>>>>

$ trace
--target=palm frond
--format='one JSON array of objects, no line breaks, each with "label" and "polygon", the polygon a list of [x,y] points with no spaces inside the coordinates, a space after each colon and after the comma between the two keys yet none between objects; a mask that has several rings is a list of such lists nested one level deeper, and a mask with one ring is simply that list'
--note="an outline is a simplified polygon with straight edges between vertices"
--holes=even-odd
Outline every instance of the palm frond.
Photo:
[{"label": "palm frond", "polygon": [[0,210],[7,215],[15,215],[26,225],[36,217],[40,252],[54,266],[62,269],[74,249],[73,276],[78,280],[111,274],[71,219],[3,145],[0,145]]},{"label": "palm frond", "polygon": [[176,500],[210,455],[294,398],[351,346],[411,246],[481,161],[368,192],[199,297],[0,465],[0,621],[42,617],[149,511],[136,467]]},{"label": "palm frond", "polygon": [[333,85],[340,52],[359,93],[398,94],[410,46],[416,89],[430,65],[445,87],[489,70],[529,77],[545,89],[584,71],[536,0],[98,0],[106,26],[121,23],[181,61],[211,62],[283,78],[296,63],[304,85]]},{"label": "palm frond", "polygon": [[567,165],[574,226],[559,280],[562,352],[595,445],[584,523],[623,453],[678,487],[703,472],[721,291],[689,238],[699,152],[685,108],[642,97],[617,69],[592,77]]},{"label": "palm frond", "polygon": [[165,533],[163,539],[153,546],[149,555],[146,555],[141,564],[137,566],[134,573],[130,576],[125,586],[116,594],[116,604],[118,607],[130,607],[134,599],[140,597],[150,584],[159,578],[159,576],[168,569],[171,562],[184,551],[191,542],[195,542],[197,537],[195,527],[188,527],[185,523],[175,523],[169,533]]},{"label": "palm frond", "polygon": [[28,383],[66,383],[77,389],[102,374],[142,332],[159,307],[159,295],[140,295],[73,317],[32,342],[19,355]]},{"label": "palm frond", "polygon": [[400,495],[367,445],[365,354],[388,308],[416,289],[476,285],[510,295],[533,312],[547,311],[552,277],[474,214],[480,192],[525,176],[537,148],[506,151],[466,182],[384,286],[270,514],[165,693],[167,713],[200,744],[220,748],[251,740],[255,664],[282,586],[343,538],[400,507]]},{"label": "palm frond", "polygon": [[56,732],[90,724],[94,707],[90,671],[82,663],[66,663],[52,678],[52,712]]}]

<<<<

> **WHAT THIS TASK INVOLVES**
Locate every line in the material above that contains the word "between" and reproduce each such line in full.

> **IN RESPONSE**
--format='one JSON array of objects, no line breaks, each with "label" and "polygon", the polygon a list of [x,y] points with no spaces inside the coordinates, a space after each colon and after the comma between the two keys yet none between objects; a mask that has several rings is a list of such lists nested one level deeper, and a mask with one ring is simply that list'
--note="an outline is a simplified polygon with straight edges between vertices"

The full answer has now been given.